WHAT IS REQUIRED -
Reproduce the records from the line containing "Class, locate every instance of the field" through the end of the records, changing "grass verge" to "road shoulder" and leaving everything else unchanged.

GIVEN DATA -

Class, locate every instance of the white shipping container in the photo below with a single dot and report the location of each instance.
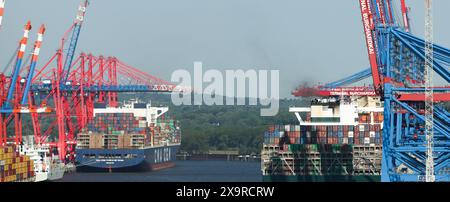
(361, 128)
(350, 134)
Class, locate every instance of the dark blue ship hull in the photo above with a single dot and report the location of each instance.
(150, 158)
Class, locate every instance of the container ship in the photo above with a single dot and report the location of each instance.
(131, 137)
(337, 140)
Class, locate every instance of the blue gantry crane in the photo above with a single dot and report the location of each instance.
(400, 63)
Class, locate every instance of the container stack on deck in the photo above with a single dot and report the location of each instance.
(115, 131)
(337, 141)
(15, 167)
(124, 131)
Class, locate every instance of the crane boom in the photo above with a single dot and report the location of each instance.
(366, 13)
(405, 15)
(74, 39)
(35, 55)
(2, 7)
(15, 75)
(429, 99)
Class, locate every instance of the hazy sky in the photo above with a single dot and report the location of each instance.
(306, 40)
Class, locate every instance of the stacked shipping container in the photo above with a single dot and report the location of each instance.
(125, 131)
(362, 134)
(15, 167)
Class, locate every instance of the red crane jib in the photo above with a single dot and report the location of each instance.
(367, 19)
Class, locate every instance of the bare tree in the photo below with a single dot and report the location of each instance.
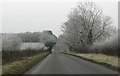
(86, 24)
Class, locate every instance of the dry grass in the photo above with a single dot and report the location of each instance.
(99, 58)
(21, 66)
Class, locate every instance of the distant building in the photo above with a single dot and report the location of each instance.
(33, 46)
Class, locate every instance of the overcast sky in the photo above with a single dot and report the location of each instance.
(28, 15)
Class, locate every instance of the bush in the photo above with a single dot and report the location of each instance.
(109, 47)
(10, 42)
(10, 56)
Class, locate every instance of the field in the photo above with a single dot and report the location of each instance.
(106, 60)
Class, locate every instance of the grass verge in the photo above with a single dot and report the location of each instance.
(22, 66)
(105, 60)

SOLUTION TO THIS TASK -
Class, locate every instance of the field in the photo above with a single dot and report the location of each instance.
(106, 60)
Class, locate every instance of the road shoulder in the photo above with a single dot and report the location of each instance.
(22, 66)
(105, 60)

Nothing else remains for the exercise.